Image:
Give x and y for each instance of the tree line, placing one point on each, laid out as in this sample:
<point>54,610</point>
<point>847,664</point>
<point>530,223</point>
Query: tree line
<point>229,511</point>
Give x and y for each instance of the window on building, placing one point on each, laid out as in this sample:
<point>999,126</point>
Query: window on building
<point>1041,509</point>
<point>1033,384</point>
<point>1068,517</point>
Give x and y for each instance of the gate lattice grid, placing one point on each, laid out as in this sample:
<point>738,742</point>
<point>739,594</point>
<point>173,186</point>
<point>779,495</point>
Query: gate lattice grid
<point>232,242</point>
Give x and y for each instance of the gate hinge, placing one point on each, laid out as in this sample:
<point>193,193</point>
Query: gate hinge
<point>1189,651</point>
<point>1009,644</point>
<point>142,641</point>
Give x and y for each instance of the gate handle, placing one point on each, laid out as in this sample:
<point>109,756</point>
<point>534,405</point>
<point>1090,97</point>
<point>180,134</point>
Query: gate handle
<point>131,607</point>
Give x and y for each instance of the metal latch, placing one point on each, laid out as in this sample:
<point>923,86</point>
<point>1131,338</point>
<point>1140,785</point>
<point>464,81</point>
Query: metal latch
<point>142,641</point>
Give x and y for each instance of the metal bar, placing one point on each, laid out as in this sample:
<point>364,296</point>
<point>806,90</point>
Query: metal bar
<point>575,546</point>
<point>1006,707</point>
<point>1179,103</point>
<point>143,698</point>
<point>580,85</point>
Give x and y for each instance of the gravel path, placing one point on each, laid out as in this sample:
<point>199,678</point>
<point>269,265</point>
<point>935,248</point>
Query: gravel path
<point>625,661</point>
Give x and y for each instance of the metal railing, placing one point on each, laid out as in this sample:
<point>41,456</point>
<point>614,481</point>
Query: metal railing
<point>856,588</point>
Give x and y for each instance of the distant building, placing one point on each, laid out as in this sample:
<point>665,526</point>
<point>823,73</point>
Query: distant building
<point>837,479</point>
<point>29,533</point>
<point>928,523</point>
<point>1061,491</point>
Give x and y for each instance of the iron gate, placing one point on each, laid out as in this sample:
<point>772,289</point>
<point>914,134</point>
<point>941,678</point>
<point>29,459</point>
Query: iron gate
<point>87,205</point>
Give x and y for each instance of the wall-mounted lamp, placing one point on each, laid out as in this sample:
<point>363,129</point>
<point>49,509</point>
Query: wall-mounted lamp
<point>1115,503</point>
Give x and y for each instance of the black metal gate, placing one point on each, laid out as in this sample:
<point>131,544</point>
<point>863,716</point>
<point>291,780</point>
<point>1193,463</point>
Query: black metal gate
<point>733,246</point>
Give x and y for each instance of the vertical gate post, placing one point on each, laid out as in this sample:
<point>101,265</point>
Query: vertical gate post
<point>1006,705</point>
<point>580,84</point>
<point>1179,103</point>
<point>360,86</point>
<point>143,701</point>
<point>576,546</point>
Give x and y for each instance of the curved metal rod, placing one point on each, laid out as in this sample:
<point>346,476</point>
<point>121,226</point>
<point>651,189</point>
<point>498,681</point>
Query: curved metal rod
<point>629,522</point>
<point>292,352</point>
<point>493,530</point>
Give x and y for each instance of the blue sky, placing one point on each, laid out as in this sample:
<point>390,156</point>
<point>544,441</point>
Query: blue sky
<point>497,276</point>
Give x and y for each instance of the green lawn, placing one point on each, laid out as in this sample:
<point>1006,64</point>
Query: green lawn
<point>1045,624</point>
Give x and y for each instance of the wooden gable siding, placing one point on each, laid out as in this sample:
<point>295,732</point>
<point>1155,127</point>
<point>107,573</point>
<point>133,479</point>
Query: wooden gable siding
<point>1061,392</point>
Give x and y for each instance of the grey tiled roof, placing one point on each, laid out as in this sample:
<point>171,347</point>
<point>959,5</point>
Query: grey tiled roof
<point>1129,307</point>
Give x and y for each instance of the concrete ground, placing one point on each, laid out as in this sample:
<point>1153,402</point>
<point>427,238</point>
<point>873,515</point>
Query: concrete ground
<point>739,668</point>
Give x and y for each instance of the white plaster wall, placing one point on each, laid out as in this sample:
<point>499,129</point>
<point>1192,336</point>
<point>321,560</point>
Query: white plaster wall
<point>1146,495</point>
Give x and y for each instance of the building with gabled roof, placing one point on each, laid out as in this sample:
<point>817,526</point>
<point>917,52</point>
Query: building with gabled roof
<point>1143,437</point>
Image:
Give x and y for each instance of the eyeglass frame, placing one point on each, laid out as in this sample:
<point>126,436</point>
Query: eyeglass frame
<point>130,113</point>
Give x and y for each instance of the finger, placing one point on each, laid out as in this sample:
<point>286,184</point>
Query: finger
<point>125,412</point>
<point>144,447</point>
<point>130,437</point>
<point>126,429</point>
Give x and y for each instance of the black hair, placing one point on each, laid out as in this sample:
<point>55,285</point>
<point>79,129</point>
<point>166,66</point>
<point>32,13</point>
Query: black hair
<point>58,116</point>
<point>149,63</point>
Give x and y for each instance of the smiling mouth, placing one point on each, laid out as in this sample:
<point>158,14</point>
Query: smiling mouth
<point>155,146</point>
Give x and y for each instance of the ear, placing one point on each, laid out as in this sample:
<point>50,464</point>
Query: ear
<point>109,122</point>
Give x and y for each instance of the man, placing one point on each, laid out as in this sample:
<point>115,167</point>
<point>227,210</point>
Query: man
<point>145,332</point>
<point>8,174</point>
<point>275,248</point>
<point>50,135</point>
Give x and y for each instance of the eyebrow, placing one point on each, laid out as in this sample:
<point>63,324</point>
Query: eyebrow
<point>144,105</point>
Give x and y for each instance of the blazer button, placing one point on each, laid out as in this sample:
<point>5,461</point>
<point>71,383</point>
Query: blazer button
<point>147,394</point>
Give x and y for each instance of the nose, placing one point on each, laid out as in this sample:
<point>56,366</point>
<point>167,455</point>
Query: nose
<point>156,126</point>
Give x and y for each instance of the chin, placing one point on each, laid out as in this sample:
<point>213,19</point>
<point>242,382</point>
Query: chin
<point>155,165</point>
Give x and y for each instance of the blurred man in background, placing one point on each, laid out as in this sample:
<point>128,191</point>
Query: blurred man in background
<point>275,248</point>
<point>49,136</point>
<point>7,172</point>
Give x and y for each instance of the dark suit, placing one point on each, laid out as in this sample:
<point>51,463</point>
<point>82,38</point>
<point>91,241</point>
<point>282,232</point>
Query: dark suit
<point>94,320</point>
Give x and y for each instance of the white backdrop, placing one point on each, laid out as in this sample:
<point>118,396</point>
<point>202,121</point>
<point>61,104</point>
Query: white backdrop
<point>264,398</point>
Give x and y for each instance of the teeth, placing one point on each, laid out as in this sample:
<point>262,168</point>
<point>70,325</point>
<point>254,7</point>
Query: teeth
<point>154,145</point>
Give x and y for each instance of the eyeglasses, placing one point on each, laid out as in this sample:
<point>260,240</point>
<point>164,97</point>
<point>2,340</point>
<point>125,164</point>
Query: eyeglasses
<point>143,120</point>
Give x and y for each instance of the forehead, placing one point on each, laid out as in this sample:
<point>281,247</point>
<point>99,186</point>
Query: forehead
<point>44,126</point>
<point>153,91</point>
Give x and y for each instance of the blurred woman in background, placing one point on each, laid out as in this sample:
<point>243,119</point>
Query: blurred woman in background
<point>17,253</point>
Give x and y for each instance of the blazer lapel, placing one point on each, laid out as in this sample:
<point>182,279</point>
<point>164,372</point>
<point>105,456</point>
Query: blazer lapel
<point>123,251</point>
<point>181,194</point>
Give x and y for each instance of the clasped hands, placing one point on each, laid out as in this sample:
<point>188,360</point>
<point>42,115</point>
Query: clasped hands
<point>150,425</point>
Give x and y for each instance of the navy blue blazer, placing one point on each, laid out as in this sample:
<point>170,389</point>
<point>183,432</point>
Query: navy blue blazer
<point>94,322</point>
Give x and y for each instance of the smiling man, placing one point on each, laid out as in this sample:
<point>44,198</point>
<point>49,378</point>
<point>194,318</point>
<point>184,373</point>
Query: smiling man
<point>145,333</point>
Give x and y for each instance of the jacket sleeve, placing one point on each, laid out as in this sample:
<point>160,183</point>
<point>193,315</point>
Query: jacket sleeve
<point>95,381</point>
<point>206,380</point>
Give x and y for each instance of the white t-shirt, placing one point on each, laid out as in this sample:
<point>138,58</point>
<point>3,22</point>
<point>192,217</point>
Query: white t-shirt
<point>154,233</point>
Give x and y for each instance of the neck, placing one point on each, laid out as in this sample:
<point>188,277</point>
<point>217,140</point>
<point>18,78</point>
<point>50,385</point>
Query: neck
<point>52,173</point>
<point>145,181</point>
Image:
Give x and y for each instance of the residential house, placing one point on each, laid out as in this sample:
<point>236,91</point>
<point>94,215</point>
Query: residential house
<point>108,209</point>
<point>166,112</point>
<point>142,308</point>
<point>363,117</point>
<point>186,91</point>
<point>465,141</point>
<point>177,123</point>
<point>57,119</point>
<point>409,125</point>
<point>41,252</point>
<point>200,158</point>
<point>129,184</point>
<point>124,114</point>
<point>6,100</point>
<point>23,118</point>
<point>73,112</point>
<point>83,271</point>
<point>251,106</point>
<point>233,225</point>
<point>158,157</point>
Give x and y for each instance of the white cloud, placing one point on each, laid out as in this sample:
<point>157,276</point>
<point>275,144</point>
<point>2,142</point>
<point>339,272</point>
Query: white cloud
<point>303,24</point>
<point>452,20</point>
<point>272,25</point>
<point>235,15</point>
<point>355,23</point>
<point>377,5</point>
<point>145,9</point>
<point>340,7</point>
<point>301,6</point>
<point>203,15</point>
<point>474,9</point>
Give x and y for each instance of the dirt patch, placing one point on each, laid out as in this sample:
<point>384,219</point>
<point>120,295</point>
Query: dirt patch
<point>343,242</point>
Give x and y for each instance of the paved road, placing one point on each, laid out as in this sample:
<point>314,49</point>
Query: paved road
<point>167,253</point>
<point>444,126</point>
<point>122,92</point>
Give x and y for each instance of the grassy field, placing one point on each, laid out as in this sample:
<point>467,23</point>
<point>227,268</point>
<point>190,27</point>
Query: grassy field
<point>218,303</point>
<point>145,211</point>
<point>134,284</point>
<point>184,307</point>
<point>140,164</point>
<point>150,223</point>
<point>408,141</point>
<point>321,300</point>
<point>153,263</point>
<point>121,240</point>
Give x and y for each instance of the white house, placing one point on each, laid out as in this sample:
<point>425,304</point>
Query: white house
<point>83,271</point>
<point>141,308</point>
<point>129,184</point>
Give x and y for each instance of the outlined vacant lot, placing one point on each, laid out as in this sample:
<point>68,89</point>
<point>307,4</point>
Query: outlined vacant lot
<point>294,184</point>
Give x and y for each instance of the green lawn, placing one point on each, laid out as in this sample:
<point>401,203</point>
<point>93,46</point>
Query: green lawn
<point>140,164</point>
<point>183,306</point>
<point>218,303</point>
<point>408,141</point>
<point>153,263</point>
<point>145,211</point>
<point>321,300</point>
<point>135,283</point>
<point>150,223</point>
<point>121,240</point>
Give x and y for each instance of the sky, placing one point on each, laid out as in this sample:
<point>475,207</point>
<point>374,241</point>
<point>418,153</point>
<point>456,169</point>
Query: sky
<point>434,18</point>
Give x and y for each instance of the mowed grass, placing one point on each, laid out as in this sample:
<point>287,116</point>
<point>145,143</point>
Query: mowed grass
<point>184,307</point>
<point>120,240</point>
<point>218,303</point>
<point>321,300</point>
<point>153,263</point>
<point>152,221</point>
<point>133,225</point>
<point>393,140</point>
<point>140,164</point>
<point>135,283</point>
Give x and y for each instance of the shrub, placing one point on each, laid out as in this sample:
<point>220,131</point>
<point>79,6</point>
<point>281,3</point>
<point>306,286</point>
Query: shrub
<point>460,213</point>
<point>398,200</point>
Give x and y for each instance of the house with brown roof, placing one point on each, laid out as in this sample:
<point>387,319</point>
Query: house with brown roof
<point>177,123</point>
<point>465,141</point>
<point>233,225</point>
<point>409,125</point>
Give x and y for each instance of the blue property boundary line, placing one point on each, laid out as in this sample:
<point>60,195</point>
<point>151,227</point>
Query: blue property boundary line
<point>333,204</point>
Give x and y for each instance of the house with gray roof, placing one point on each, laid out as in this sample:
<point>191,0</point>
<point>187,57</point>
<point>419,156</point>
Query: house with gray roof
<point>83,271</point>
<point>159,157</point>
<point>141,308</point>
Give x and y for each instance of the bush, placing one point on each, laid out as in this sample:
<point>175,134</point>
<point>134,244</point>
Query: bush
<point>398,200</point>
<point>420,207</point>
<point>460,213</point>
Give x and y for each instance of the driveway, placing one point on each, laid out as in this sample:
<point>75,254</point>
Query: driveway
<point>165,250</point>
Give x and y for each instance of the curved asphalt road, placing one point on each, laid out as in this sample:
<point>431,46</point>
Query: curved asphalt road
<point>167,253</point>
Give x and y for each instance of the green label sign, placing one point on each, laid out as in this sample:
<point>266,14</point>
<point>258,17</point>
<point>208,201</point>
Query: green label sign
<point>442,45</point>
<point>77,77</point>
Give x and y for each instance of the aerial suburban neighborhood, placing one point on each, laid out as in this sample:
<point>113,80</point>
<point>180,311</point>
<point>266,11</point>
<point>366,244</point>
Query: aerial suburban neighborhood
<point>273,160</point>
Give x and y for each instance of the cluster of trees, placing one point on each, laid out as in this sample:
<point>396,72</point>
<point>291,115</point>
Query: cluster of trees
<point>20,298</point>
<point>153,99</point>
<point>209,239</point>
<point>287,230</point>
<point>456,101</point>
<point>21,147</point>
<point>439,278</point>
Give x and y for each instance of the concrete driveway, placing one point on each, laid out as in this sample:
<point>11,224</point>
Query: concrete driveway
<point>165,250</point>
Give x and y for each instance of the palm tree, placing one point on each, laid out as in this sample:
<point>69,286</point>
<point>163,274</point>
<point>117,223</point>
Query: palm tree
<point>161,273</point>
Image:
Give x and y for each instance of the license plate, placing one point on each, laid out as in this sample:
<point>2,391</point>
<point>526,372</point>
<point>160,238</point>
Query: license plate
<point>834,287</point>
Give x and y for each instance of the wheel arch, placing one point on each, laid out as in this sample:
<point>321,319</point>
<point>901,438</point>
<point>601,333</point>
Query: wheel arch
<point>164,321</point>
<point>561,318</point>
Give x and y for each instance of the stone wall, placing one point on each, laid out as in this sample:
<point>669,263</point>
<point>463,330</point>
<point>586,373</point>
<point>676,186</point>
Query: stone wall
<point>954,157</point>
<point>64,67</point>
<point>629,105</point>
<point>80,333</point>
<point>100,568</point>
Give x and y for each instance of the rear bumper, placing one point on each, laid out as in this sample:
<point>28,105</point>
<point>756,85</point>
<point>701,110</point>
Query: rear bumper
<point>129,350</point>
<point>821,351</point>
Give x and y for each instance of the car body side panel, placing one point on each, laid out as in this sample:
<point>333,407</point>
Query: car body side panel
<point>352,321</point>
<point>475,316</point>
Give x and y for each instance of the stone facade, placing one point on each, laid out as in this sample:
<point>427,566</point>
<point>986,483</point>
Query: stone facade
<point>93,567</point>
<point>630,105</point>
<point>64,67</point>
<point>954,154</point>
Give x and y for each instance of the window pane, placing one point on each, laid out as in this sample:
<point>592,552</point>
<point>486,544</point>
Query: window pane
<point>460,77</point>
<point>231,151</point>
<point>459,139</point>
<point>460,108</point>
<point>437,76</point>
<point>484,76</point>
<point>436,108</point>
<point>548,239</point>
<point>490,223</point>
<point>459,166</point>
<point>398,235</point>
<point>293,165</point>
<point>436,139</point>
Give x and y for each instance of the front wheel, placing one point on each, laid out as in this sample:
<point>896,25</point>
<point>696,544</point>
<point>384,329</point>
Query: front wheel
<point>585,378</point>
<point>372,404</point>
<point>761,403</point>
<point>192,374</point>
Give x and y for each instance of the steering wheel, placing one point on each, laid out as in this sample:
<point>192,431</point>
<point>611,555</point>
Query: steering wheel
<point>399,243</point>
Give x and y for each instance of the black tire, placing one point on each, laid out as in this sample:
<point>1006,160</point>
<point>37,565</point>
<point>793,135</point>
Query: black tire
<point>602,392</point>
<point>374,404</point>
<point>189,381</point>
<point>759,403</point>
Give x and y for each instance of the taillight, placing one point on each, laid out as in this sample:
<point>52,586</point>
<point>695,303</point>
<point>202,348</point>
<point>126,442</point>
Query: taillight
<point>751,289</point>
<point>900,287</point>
■ ■ ■ ■ ■
Required work » Reproduce the listing from its start through the line containing "<point>131,607</point>", substituting "gate lattice" for "gate lattice grid" and leaving everything else unchanged.

The response »
Image:
Give x and y for each instance of the tree line, placing one point on each, laid out as in this sample:
<point>54,610</point>
<point>847,664</point>
<point>530,223</point>
Query: tree line
<point>229,511</point>
Give x and y for each instance of the window on building, placing one point on each, laid out as in this sample:
<point>999,126</point>
Query: window on building
<point>1041,509</point>
<point>1033,384</point>
<point>1068,517</point>
Give x and y for each instance of the gate lattice, placing one point on each, laid out as in this sample:
<point>738,742</point>
<point>739,594</point>
<point>173,186</point>
<point>779,495</point>
Query: gate lattice
<point>232,242</point>
Give x and y for each instance of the gate hinge, placing one point on each, laid out as in this sample:
<point>193,193</point>
Query: gate hinge
<point>1189,651</point>
<point>1009,644</point>
<point>142,641</point>
Give x and y for each instance of the gate handle, placing one point on each, laid out as in this sample:
<point>109,756</point>
<point>534,405</point>
<point>1090,97</point>
<point>180,134</point>
Query: gate handle
<point>131,607</point>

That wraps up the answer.